>> start

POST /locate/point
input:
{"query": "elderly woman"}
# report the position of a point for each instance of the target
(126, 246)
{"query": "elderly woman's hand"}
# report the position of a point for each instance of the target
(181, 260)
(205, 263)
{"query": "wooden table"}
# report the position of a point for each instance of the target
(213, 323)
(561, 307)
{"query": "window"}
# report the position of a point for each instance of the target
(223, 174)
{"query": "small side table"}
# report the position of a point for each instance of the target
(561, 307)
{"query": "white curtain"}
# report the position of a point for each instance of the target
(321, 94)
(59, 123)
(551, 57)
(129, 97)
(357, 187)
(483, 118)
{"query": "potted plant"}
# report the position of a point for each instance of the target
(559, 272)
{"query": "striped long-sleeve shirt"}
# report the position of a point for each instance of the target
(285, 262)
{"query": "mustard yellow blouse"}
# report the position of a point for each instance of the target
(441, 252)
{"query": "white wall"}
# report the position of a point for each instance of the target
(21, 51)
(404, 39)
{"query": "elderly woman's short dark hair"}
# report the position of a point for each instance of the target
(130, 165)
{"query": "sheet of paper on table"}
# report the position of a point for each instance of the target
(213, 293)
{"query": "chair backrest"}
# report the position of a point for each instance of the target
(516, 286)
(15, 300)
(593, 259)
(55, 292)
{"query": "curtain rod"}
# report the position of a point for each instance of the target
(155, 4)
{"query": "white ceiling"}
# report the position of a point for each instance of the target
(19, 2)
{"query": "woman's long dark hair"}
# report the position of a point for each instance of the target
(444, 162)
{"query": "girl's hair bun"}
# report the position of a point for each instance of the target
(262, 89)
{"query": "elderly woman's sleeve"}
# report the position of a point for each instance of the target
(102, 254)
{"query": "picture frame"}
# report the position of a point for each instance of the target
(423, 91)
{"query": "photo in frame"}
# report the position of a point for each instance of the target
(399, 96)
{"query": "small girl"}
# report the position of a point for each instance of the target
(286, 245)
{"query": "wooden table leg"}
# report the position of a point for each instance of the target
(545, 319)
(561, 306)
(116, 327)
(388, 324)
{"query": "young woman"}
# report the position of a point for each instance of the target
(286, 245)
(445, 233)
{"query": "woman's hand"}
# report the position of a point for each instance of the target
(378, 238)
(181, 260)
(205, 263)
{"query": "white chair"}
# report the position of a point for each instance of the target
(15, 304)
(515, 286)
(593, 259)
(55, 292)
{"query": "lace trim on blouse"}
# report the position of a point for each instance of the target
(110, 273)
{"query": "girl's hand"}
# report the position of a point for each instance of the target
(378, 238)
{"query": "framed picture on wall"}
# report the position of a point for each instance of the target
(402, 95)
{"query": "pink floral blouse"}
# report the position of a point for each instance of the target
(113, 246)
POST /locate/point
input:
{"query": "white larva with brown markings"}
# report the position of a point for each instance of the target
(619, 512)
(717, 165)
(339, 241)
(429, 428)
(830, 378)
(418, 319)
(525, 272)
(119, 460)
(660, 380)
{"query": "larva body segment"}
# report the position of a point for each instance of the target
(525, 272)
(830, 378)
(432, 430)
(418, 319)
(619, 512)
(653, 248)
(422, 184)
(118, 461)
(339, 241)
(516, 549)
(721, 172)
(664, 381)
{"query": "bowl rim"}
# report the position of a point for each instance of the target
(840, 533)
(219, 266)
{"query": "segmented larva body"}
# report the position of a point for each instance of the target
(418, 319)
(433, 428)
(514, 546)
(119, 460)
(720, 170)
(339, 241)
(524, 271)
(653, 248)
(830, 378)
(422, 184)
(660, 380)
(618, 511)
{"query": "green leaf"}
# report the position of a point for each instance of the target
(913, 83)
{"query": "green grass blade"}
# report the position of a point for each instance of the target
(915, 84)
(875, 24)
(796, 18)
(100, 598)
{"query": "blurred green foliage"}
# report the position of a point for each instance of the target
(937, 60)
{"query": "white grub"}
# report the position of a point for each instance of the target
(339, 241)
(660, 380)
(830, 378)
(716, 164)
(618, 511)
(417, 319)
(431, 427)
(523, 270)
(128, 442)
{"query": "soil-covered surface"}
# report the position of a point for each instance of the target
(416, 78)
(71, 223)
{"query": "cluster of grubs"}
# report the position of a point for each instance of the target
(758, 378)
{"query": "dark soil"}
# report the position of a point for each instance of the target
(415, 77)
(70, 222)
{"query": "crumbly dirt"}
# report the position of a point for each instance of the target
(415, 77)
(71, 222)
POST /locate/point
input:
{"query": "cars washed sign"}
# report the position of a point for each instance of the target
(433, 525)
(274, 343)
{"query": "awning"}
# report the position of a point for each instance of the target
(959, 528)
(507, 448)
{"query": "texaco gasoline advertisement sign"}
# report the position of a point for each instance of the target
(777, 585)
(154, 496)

>> end

> SET PROBLEM: Transcribe the material above word for word.

> EXERCISE RESPONSE:
POST /locate/point
input:
{"query": "elderly woman"}
# report the position of a point for each instance of the target
(126, 246)
{"query": "elderly woman's hand"}
# report the position of a point for each instance of the target
(181, 260)
(205, 263)
{"query": "wooden table"}
# report the position of a point for each instance of the target
(213, 323)
(561, 307)
{"query": "window"}
# report the position of a point for each instance of the target
(223, 174)
{"query": "small side table"}
# report the position of a point for each instance of the target
(561, 307)
{"query": "white curtain"}
# report the position of a point for each instance of the target
(321, 94)
(59, 123)
(551, 57)
(129, 97)
(357, 187)
(483, 118)
{"query": "potted plant"}
# report the position of a point for each instance of the target
(559, 272)
{"query": "striped long-sleeve shirt"}
# report the position of a point for each instance of the target
(285, 262)
{"query": "mustard yellow blouse"}
# report the position of a point for each instance of the target
(441, 252)
{"query": "white wall"}
# report the position of a point for each instance of the target
(21, 51)
(404, 39)
{"query": "elderly woman's short dark hair"}
# report the position of a point for each instance of the target
(130, 165)
{"query": "sheet of paper on table"}
# report the position of a point for each instance of the target
(213, 293)
{"query": "chair backrest"}
# report the position of a point for each instance of the target
(516, 286)
(15, 300)
(593, 259)
(55, 292)
{"query": "curtain rod"}
# report the position of a point for each instance of the target
(155, 4)
{"query": "white ceiling"}
# report the position of a point for each instance of the target
(19, 2)
{"query": "woman's long dark hair"}
# report the position of a point for each instance of the target
(444, 162)
{"query": "girl's hair bun"}
# report the position of a point for each instance of the target
(262, 89)
{"query": "elderly woman's sleeve"}
# report the position of a point for each instance of the target
(102, 254)
{"query": "picture frame"}
# report the position of a point for each instance of the target
(423, 91)
{"query": "photo in frame"}
# report the position of a point for each instance of the target
(399, 96)
{"query": "small girl"}
# report the position of a point for each instance of the target
(286, 245)
{"query": "wooden table leg"}
# report the position of a point for each instance of the target
(545, 319)
(561, 306)
(116, 327)
(388, 324)
{"query": "young woman"}
# report the position of a point for each instance of the target
(286, 245)
(445, 233)
{"query": "woman's hand"}
# report the position of a point for each instance of the target
(378, 238)
(181, 260)
(205, 263)
{"query": "white chair"}
# report the position of a point for each instance of the target
(15, 304)
(515, 286)
(593, 259)
(55, 292)
{"query": "lace trim on blouse"}
# report the position of a point for each instance of the target
(110, 273)
{"query": "girl's hand"}
# report the position of a point for each instance of the target
(378, 238)
{"query": "framed picture on wall"}
# report the position of a point for each instance of the target
(402, 95)
{"query": "pink floral blouse"}
# report the position of a point for each instance of the target
(113, 246)
POST /locate/point
input:
{"query": "white larva with brown markings"}
# report the position of a point for each instance of the target
(619, 512)
(717, 165)
(339, 241)
(429, 428)
(830, 378)
(418, 319)
(525, 272)
(119, 460)
(660, 380)
{"query": "larva body segment"}
# report the position of a point for each instance of the target
(525, 272)
(830, 378)
(432, 430)
(418, 319)
(619, 512)
(653, 248)
(422, 184)
(118, 461)
(339, 241)
(516, 549)
(721, 172)
(664, 381)
{"query": "bowl rim"}
# report the position of a point for each instance of the target
(840, 533)
(219, 266)
{"query": "segmented larva body"}
# report the position of a point for each instance of the target
(418, 319)
(433, 428)
(514, 546)
(119, 460)
(720, 170)
(339, 241)
(524, 271)
(653, 248)
(830, 378)
(422, 184)
(660, 380)
(618, 511)
{"query": "green leaf"}
# report the position of a point for each instance of the target
(913, 83)
{"query": "green grass blade"}
# report the position of a point for each instance of the target
(915, 84)
(875, 24)
(796, 18)
(100, 598)
{"query": "blurred green foliage"}
# report the position of a point for each instance of the target
(937, 60)
{"query": "white grub"}
# report the position of a point for each instance of the target
(339, 241)
(660, 380)
(830, 378)
(716, 164)
(618, 511)
(417, 319)
(431, 427)
(523, 270)
(128, 442)
{"query": "soil-covered surface"}
# report the position of a point for each instance of the target
(416, 78)
(71, 223)
{"query": "cluster of grubs"}
# report the position of a point for each instance of the target
(758, 378)
{"query": "dark soil"}
# report the position of a point for each instance of the target
(415, 77)
(70, 222)
{"query": "crumbly dirt"}
# report the position of a point for each instance of the target
(415, 77)
(71, 222)
POST /locate/point
input:
{"query": "cars washed sign"}
# report the position of a point for each instance of the target
(433, 525)
(274, 343)
{"query": "awning"}
# report the position of a point for each instance of the target
(959, 528)
(507, 448)
{"query": "texaco gasoline advertisement sign"}
# report the position of a point for each instance of the target
(777, 585)
(154, 496)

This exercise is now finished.